=== Records for this exercise ===

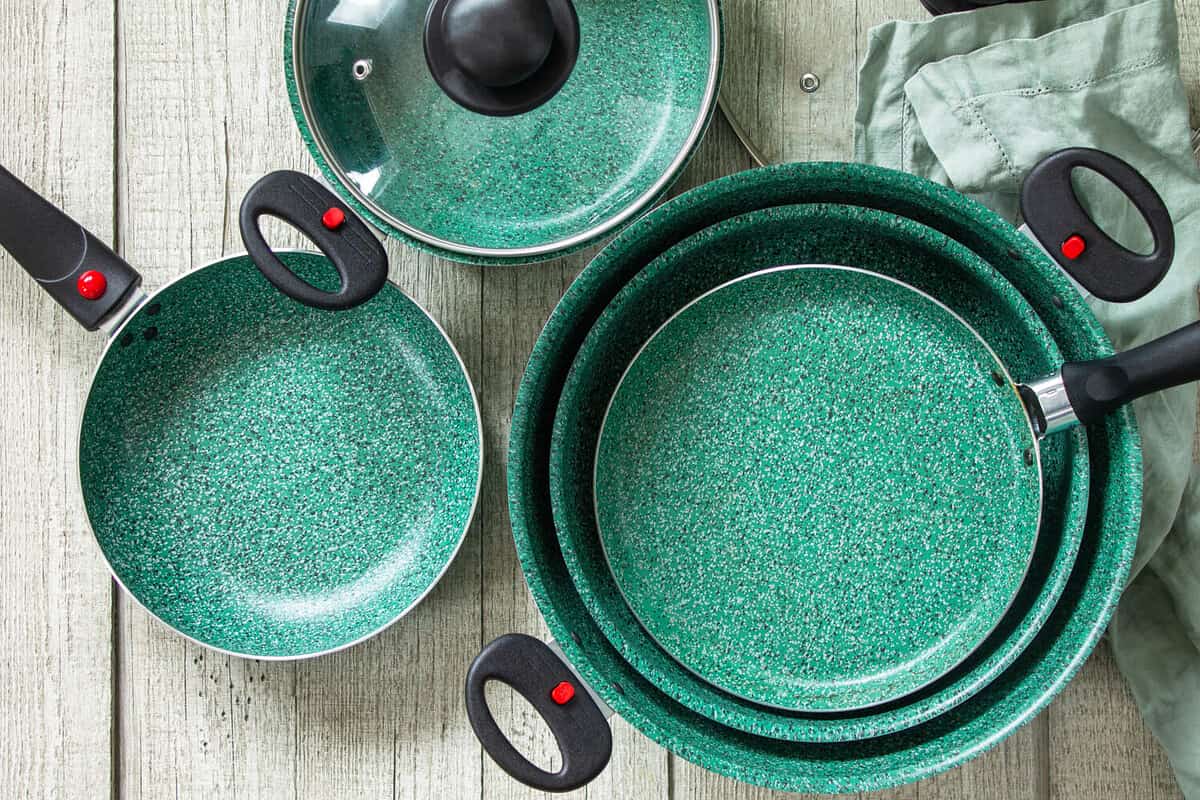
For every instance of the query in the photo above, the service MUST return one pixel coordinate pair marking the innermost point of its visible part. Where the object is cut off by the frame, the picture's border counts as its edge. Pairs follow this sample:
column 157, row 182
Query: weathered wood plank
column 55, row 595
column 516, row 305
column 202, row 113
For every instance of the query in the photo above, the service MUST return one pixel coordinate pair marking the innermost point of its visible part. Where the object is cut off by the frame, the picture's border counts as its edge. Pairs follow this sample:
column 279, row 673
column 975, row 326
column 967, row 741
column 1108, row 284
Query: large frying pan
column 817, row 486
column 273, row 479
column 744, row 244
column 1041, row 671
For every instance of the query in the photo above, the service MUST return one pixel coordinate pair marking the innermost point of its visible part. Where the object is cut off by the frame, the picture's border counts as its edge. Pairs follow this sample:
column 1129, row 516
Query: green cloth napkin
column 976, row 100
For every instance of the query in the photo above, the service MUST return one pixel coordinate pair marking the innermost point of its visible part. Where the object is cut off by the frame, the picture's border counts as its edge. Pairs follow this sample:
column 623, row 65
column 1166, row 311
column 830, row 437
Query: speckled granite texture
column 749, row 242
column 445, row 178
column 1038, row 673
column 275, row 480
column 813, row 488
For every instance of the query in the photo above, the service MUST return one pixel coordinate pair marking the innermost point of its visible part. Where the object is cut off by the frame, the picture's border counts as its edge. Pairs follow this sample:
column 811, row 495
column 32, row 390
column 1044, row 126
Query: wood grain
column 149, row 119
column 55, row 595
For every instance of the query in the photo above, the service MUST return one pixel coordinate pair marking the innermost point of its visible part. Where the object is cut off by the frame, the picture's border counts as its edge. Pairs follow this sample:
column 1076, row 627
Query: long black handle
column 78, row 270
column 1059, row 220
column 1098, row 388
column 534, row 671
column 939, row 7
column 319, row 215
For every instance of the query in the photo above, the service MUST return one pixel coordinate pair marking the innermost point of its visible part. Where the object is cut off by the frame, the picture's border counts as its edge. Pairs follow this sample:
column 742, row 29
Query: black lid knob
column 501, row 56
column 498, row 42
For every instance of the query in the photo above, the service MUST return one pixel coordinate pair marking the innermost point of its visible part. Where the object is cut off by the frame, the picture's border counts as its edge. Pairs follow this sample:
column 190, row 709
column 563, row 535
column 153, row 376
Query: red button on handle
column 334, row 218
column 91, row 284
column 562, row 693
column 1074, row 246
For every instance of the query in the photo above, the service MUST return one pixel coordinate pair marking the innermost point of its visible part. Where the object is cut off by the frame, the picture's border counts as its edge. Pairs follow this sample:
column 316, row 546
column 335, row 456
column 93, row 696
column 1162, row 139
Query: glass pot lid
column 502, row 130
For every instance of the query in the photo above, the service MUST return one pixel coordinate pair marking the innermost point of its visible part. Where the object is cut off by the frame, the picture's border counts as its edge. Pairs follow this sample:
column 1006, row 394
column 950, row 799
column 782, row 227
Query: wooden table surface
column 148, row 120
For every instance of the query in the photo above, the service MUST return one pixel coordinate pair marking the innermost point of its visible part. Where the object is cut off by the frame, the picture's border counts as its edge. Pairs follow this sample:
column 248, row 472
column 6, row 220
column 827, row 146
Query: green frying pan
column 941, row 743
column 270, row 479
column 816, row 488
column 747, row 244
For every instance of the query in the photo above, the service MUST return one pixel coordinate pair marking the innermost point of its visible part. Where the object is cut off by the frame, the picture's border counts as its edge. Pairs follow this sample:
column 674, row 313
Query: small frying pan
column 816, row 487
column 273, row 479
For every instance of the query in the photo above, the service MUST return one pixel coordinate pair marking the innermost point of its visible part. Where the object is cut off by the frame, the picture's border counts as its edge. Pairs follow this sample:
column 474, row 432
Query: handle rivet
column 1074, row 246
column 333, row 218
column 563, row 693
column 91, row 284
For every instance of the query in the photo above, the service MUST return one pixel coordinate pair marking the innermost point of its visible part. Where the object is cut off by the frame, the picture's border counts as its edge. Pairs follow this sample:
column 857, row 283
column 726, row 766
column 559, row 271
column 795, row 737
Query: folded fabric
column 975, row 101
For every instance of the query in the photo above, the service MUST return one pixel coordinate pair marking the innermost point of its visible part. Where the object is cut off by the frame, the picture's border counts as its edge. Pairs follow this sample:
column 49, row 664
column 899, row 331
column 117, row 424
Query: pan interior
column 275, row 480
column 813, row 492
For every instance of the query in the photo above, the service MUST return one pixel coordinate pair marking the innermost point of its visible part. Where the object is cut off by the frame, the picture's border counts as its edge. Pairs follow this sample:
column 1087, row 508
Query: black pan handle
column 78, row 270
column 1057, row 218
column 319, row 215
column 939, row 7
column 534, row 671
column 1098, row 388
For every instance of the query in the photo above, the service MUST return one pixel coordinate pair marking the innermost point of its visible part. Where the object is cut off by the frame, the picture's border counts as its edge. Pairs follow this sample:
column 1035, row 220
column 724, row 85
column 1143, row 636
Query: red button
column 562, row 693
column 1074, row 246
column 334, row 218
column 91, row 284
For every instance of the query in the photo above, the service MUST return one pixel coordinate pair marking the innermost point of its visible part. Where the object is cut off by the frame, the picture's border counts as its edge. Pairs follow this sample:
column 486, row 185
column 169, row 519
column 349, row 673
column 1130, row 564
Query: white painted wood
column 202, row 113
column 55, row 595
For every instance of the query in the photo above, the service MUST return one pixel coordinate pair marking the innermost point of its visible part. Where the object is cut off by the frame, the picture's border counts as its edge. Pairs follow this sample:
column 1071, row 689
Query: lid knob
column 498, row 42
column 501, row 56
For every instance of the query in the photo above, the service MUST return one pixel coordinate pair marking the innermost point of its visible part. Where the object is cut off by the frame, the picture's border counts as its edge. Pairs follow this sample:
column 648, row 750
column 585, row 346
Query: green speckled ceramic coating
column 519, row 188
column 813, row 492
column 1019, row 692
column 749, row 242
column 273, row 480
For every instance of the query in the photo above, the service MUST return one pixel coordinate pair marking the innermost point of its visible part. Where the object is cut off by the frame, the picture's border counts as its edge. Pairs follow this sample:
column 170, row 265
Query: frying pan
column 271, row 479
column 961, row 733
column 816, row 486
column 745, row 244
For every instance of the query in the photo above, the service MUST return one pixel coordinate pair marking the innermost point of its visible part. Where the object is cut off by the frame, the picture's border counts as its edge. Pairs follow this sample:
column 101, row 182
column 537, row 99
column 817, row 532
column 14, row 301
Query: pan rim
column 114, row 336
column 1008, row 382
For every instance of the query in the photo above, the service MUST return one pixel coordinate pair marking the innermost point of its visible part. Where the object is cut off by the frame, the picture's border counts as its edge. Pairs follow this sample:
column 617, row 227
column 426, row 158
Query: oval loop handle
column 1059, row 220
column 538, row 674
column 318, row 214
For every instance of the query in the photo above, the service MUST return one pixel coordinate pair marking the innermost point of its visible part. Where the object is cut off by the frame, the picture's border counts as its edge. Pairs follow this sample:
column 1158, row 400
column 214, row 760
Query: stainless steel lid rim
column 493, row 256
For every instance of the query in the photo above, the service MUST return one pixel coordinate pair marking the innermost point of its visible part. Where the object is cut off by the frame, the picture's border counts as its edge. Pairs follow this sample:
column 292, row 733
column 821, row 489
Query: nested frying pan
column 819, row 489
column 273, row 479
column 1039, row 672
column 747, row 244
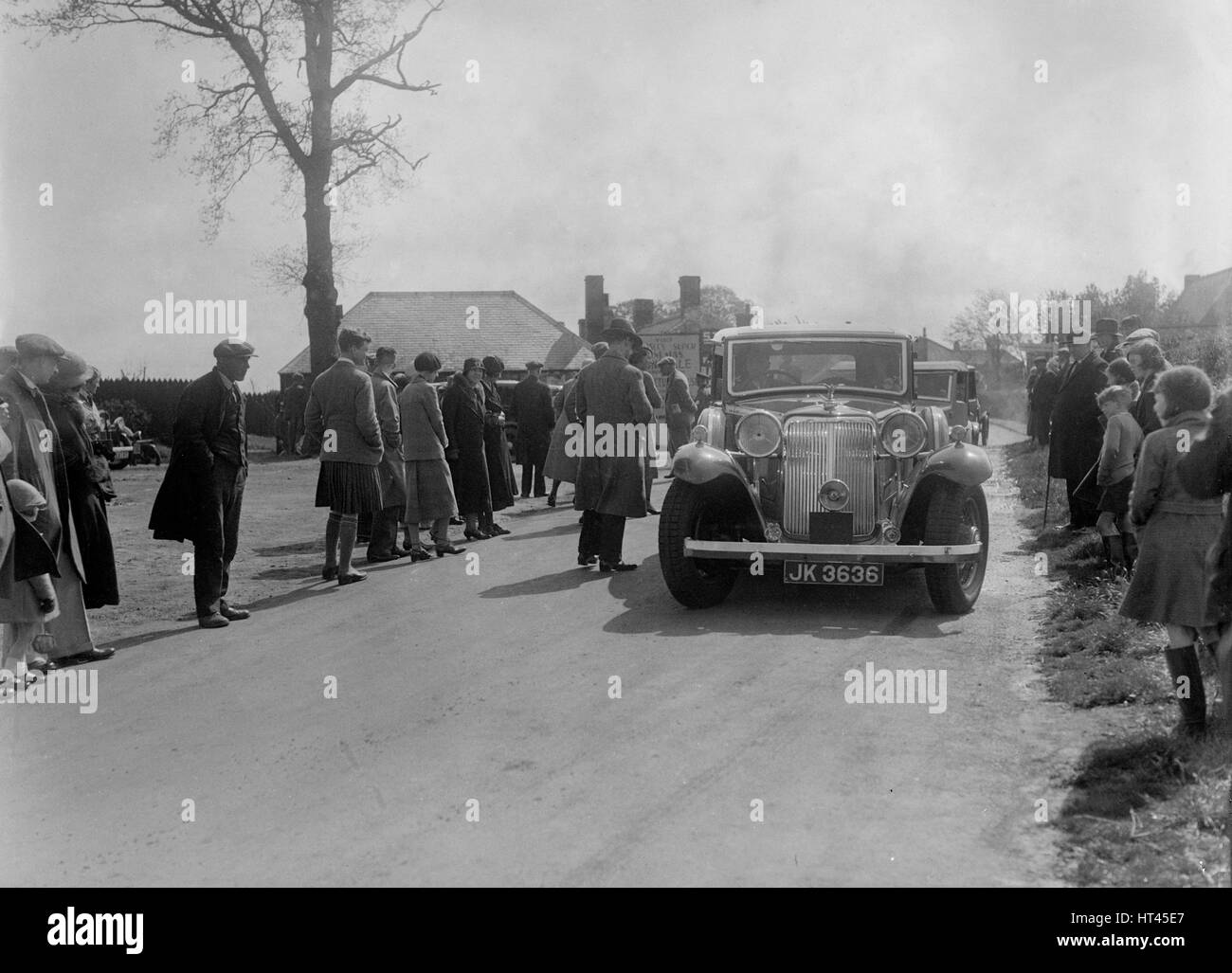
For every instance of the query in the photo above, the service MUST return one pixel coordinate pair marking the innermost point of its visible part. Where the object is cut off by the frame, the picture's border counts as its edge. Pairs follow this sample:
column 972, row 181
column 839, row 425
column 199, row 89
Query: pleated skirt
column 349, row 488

===
=== Records for this exercise ===

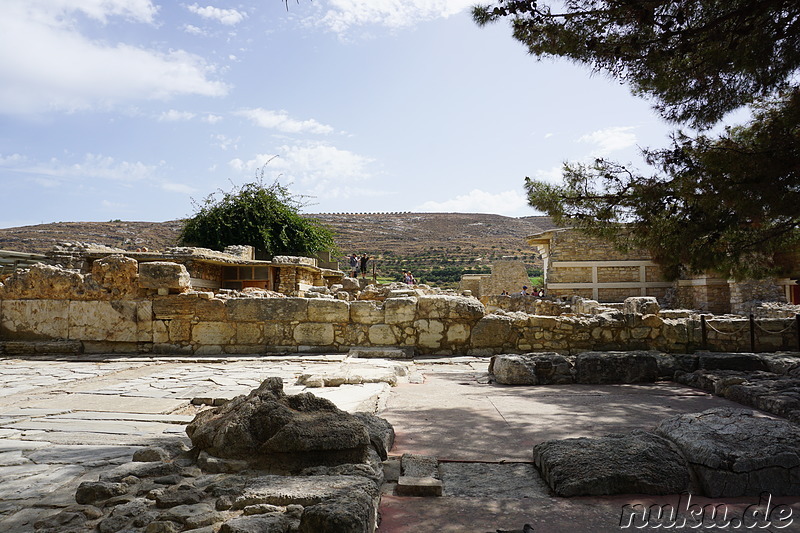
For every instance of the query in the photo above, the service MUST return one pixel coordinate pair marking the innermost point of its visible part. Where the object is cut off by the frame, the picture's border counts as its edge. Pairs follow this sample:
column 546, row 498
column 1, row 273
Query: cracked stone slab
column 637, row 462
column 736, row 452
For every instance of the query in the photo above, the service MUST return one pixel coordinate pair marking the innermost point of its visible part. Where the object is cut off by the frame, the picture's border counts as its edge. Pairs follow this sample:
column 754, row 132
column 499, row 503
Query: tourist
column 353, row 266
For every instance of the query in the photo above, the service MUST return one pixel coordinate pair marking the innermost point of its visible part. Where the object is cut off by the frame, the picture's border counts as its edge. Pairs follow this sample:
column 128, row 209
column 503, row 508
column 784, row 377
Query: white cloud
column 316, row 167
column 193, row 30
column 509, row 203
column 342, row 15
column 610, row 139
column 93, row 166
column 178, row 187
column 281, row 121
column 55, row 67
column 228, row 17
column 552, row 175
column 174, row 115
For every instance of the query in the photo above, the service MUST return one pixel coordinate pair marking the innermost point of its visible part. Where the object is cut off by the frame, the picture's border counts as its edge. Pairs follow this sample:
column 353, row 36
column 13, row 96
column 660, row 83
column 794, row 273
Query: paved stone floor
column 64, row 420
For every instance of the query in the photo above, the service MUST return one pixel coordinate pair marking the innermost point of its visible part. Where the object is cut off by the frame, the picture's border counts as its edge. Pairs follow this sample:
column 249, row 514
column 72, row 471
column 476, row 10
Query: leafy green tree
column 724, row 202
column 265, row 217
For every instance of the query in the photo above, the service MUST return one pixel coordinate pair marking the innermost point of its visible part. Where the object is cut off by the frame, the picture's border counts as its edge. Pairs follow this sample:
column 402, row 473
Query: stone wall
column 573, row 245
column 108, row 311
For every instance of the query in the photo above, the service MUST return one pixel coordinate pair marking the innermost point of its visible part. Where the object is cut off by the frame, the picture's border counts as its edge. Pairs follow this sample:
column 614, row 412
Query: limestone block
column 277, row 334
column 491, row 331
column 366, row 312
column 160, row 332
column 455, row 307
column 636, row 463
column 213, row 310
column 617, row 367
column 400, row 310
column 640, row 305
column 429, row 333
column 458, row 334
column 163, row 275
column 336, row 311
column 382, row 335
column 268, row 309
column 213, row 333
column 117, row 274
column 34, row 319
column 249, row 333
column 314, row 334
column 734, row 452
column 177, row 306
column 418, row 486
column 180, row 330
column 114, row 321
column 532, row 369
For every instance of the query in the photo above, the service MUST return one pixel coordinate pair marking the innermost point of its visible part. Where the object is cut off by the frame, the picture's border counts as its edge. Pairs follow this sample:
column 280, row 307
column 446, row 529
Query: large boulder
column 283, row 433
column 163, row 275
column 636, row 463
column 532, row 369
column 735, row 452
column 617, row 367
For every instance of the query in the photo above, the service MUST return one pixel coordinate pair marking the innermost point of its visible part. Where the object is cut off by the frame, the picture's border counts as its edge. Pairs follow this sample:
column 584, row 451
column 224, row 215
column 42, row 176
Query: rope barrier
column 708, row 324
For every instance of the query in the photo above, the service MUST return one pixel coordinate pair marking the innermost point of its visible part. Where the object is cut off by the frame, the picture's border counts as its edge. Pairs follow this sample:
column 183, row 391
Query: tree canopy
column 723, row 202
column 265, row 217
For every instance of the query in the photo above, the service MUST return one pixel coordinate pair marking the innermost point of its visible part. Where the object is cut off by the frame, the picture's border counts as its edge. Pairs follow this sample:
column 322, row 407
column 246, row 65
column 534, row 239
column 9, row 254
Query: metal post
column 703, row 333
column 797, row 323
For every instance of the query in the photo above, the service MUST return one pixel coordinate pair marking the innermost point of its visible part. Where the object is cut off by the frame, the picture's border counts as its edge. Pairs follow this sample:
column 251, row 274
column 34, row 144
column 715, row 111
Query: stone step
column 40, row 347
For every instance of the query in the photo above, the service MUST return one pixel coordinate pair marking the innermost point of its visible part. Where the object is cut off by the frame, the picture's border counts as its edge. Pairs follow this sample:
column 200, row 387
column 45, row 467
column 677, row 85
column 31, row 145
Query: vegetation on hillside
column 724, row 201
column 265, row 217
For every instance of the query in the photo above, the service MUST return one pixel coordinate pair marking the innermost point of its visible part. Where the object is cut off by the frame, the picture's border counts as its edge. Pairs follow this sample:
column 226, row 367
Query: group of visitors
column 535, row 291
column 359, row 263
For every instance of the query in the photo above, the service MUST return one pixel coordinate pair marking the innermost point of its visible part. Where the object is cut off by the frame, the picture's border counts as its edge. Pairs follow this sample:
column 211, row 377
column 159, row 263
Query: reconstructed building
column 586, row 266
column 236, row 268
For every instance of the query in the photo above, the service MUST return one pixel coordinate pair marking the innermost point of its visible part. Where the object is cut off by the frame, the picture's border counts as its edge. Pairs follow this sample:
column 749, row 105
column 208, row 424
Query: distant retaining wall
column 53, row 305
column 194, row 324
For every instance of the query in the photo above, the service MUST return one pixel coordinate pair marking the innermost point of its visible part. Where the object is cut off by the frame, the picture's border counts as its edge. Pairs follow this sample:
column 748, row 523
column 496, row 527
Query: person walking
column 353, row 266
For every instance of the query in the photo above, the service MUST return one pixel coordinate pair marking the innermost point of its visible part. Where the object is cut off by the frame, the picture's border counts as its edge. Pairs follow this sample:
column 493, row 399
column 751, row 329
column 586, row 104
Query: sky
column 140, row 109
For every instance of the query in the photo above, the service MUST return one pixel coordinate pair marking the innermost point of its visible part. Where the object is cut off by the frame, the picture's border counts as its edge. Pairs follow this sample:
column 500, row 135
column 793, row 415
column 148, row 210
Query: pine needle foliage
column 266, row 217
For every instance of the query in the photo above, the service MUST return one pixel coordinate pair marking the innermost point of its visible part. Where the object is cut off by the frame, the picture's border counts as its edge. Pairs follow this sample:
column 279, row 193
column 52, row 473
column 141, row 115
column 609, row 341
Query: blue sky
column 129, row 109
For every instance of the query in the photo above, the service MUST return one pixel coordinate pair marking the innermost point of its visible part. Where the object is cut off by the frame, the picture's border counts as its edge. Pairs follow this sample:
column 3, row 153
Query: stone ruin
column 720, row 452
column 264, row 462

===

> **Task goal**: Find every row above that contains the word "black", and copy each of those rows in full.

> **Written solution**:
Query: long black handle
Query: black lid knob
Query: black pan handle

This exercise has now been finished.